Bayes Optimal Classifier

김민재·2024년 4월 20일

ML

목록 보기

3/17

우리가 이제 새로운 instance가 들어왔을때, 어떻게 분류를 하는것이 최적일지 생각해 보아야 한다.

이전처럼 단순히 $h_{MAP}$ 으로 아래의 예제를 생각해보자.

Example. Classifying $\oplus$ and $\ominus$ by simply applying the MAP hypothesis

Given a new instance $x$
$h_1(x) = \oplus, \quad h_2(x) = \ominus, \quad h_3(x) = \oplus$
$\\$
Three possible h:
$\qquad P(h_1|D) = 0.4, \quad P(h_2|D) = 0.3, \quad P(h_3|D) = 0.3, \quad$
$\\$
If we simply apply the $h_{MAP} =\underset{h\in H}{\text{argmax}}\;P(h|D),$ then we have the most probable classification of $x$ as
$\qquad h_{MAP} = h_1, \;\text{hence } x = \oplus$

그러나 이렇게 단순히 $h_{MAP}$ 을 구하면 뭔가 이상함을 느낄것이다.

★ ★ ★ ★ ★ ★ ★

* **주어진 과제**: 베이즈 최적 분류기 본문의 예제에서 새 instance x가 ⊕로 분류되는 까닭을 본문에 근거해 한두 문장으로 설명하세요. 뒤에 나오는 목록은 보지 않아도 됩니다.

* **제시된 정보**:

★ ★ ★ ★ ★ ★ ★

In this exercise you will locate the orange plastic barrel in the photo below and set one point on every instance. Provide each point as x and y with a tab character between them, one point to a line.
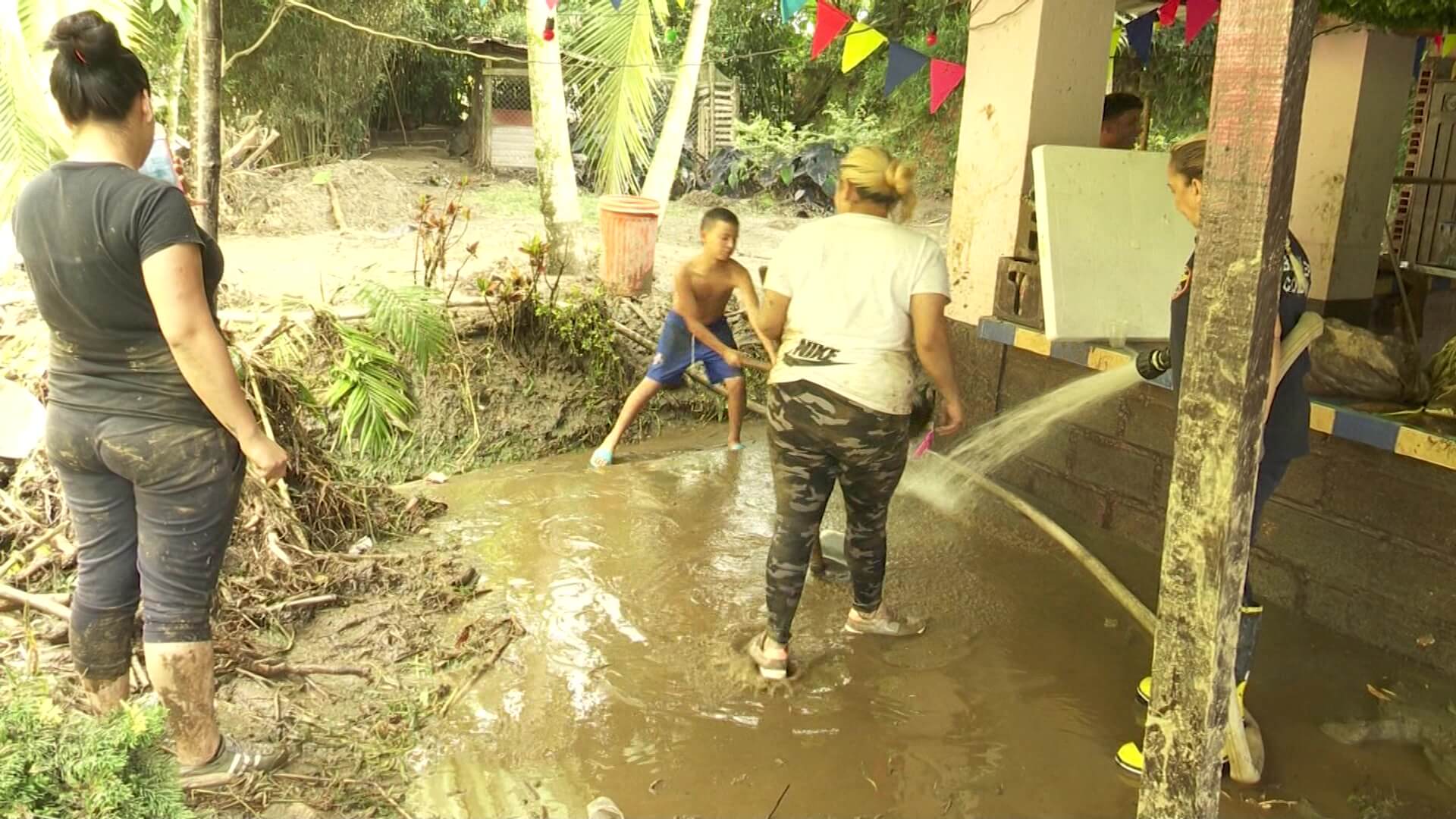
628	243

★ ★ ★ ★ ★ ★ ★

* **풀이**: h_MAP는 P(h|D)를 최대로 하는 가설인데, 세 가설 중 P(h_1|D) = 0.4가 가장 크므로 h_MAP = h_1이 됩니다. h_1(x) = ⊕이므로 x는 ⊕로 분류됩니다.